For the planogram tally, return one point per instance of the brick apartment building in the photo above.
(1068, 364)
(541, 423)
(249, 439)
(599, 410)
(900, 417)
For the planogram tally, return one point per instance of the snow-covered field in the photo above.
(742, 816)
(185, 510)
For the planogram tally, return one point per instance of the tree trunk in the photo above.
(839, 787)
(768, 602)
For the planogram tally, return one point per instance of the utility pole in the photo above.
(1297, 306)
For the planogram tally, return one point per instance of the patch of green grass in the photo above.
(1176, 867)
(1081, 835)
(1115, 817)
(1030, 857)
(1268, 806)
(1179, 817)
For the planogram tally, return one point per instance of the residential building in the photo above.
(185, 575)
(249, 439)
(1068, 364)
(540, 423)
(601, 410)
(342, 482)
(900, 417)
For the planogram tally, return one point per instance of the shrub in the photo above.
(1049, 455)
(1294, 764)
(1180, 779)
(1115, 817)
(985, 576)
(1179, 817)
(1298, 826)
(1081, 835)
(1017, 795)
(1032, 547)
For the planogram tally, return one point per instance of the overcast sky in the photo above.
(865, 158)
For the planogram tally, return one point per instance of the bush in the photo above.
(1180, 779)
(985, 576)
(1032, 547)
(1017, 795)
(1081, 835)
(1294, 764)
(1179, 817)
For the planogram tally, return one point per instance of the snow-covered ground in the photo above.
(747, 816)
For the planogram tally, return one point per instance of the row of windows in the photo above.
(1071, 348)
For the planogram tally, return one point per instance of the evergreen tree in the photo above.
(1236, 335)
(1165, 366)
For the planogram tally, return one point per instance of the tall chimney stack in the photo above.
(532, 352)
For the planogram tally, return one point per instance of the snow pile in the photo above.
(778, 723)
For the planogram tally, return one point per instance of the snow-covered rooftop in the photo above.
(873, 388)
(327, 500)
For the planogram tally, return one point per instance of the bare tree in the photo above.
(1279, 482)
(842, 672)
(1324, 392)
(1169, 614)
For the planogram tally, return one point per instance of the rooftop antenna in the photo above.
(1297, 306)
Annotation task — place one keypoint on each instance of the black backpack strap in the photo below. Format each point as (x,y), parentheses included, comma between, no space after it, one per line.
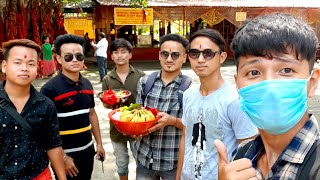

• _DIRECTIONS FOR THIS TASK_: With the pictures removed, write the listing out word for word.

• _RESULT_:
For the planogram tally, return one point per instance of the brick apartment building in the photo above.
(1068, 364)
(541, 423)
(249, 439)
(599, 410)
(900, 417)
For the planogram tally, return one point per instance of the snow-covered field in the photo above.
(742, 816)
(185, 510)
For the planogram tally, return one point per instance of the tree trunk in the photo above.
(839, 787)
(768, 602)
For the planogram tally, return one point per instance of the utility pole in the photo above.
(1297, 306)
For the planogram tally, return one point per instance of the patch of green grass in the photo above.
(1176, 867)
(1081, 835)
(1115, 817)
(1030, 857)
(1268, 806)
(1179, 817)
For the planogram tally, return one point per instance of the residential building in the photo above.
(185, 575)
(249, 439)
(1068, 364)
(540, 423)
(601, 410)
(342, 482)
(900, 417)
For the planogram tally, return one point per instance of the shrub in the photo above.
(1049, 455)
(1294, 764)
(1180, 779)
(1115, 817)
(985, 576)
(1179, 817)
(1298, 826)
(1081, 835)
(1017, 795)
(1032, 547)
For the planogram tally, return one point per instance of the overcast sky in the photo above.
(865, 158)
For the planogram tally, return one point per instance of the bush in the photo above.
(1180, 779)
(985, 576)
(1032, 547)
(1017, 795)
(1081, 835)
(1294, 764)
(1179, 817)
For the planogram tally, return one point per instance of the snow-covered ground in the photo above.
(747, 816)
For the planogram tally, return one point per instance of the row of windows in the photo above.
(1071, 348)
For the planogram tally, return one point per instance of the evergreen tree in the photo above.
(1236, 335)
(1165, 366)
For the planogram tally, return one point per instance of the tall chimney stack in the photo above.
(532, 352)
For the planogram tally, return one point per instance of the snow pile in the photo above.
(778, 723)
For the planogram tally, return one point per instance of the snow-covered rooftop in the photo above.
(873, 388)
(327, 500)
For the planogram tally, return one point per instance of the bare tree in the photo above.
(1279, 482)
(842, 672)
(1324, 392)
(1169, 614)
For the planogram tally, return one point per instance of the rooftop antenna in the photo above.
(1297, 306)
Annotation task — place one keypoint on each instance of the black backpack strap in the photo below. Format each point as (x,y), parentheses included, comma between, no space after it, one per line.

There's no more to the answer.